▸ **Lista de tarefas**
A) Copie do texto sobre trabalhadores do comércio o trecho que começa em "Ainda na infância, Carlos" e segue até "todo o comércio.".
B) Resuma em três frases o texto sobre trabalhadores do comércio.

[Texto do exercício]

Outro trabalhador que dedica mais de 30 anos de trabalho no comércio é o autônomo Carlos Alberto Costa, 53 anos, que prepara e comercializa comidas típicas em um trailer, na Rua 15 de Novembro. Casado e pai de duas filhas, foi ele quem decidiu dar prosseguimento ao negócio iniciado pela mãe há mais de quatro décadas.
Ainda na infância, Carlos já ajudava a mãe, com quem aprendeu tudo. Anos depois ele assumiu o negócio e hoje conta com a ajuda de um irmão. E diz que a mãe foi uma das pioneiras na atividade, que é muito comum em todo o comércio.
“Desde os oito, nove anos já ajudava ela. Na época, a gente morava na Sacramenta e depois mudamos pra Ananindeua. Esse meu irmão já aprendeu comigo. Quando eu não venho é ele quem faz. Conquistei muitas coisas. Tenho minha casa própria, que tem tudo dentro. Minhas filhas estudaram, fizeram faculdade. As melhores épocas aqui são o mês do Círio e dezembro”, contou.
Carlos se orgulha de ter dado oportunidade de trabalho para muitas pessoas, que depois conseguiram emprego com carteira assinada em estabelecimentos do próprio comércio. “Um bocado de gente já passou por aqui. Eles estavam desempregados, aí colocavam currículo e com um tempo iam chamando, eles iam saindo e entravam outros. Na época da pandemia coloquei a venda na porta de casa, foi de lá que a gente tirou o sustento. Graças a Deus eu tenho muitos clientes. Tem que fazer coisas gostosas. Acho que todos gostam que conversem e tratem eles bem. E eles voltam de novo”, declarou o autônomo, que pensa em se aposentar da atividade somente por volta dos 70 anos.
TRADIÇÃO
Situada na Avenida Boulevard Castilhos França com a Rua 7 de Setembro, a Casa Laura é uma das lojas mais antigas e conhecidas da área, assim como o seu proprietário Raimundo Veloso, 92 anos, que está há 54 anos no comércio. Ele conta que começou a trabalhar em um supermercado no ano de 1964. A Casa Laura já existia na época e, alguns anos depois, o então proprietário vendeu a loja para Raimundo. Ele só conseguiu comprar graças a uma bonificação em dinheiro que havia recebido do antigo patrão.

[/Texto do exercício]
[Dados em estudo]

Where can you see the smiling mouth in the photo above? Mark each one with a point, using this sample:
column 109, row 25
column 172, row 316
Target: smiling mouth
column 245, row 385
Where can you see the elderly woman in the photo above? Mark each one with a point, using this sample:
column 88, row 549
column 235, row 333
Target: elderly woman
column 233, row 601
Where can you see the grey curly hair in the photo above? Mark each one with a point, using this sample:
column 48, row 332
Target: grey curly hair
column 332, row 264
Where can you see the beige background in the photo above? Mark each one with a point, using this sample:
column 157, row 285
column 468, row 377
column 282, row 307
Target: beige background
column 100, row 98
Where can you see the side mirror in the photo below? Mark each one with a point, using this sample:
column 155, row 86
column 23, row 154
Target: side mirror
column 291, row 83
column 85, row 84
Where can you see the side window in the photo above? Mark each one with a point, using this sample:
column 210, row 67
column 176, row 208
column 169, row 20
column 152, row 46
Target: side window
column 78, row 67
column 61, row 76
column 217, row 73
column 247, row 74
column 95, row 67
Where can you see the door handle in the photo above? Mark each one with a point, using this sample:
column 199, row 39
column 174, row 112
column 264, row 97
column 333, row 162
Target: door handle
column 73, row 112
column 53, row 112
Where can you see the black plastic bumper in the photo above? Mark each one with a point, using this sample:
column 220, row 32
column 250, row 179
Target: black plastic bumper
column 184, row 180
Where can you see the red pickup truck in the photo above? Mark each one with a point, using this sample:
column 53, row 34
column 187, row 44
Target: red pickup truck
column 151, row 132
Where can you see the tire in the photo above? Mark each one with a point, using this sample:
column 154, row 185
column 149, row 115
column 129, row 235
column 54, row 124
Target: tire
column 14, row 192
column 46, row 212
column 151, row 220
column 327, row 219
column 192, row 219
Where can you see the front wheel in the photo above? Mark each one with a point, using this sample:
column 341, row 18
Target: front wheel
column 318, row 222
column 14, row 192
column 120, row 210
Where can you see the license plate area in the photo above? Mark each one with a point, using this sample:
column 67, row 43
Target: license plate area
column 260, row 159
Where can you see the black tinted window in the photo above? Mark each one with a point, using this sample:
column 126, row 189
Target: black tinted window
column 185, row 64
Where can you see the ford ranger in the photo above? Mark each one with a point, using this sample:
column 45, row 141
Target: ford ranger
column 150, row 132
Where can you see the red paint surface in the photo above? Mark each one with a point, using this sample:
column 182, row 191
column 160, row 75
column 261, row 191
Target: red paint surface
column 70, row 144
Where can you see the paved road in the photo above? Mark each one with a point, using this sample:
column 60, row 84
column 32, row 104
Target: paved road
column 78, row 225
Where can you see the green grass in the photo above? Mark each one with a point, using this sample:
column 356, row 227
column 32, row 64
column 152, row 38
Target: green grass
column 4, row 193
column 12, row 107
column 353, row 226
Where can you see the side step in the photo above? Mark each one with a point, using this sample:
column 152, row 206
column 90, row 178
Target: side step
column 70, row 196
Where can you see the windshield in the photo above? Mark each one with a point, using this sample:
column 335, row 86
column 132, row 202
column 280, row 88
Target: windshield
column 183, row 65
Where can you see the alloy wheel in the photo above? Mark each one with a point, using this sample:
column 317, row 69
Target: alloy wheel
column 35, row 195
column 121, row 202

[/Dados em estudo]

▸ **Resultados das tarefas**
A)
Ainda na infância, Carlos já ajudava a mãe, com quem aprendeu tudo. Anos depois ele assumiu o negócio e hoje conta com a ajuda de um irmão. E diz que a mãe foi uma das pioneiras na atividade, que é muito comum em todo o comércio.

B) Carlos Alberto Costa, 53 anos, prepara e vende comidas típicas em um trailer na Rua 15 de Novembro. O negócio foi iniciado pela mãe há mais de quatro décadas, e ele hoje o mantém com a ajuda de um irmão, orgulhando-se das conquistas e de ter dado trabalho a muitas pessoas. Raimundo Veloso, 92 anos, é proprietário da Casa Laura, uma das lojas mais antigas da área, que comprou graças a uma bonificação recebida do antigo patrão.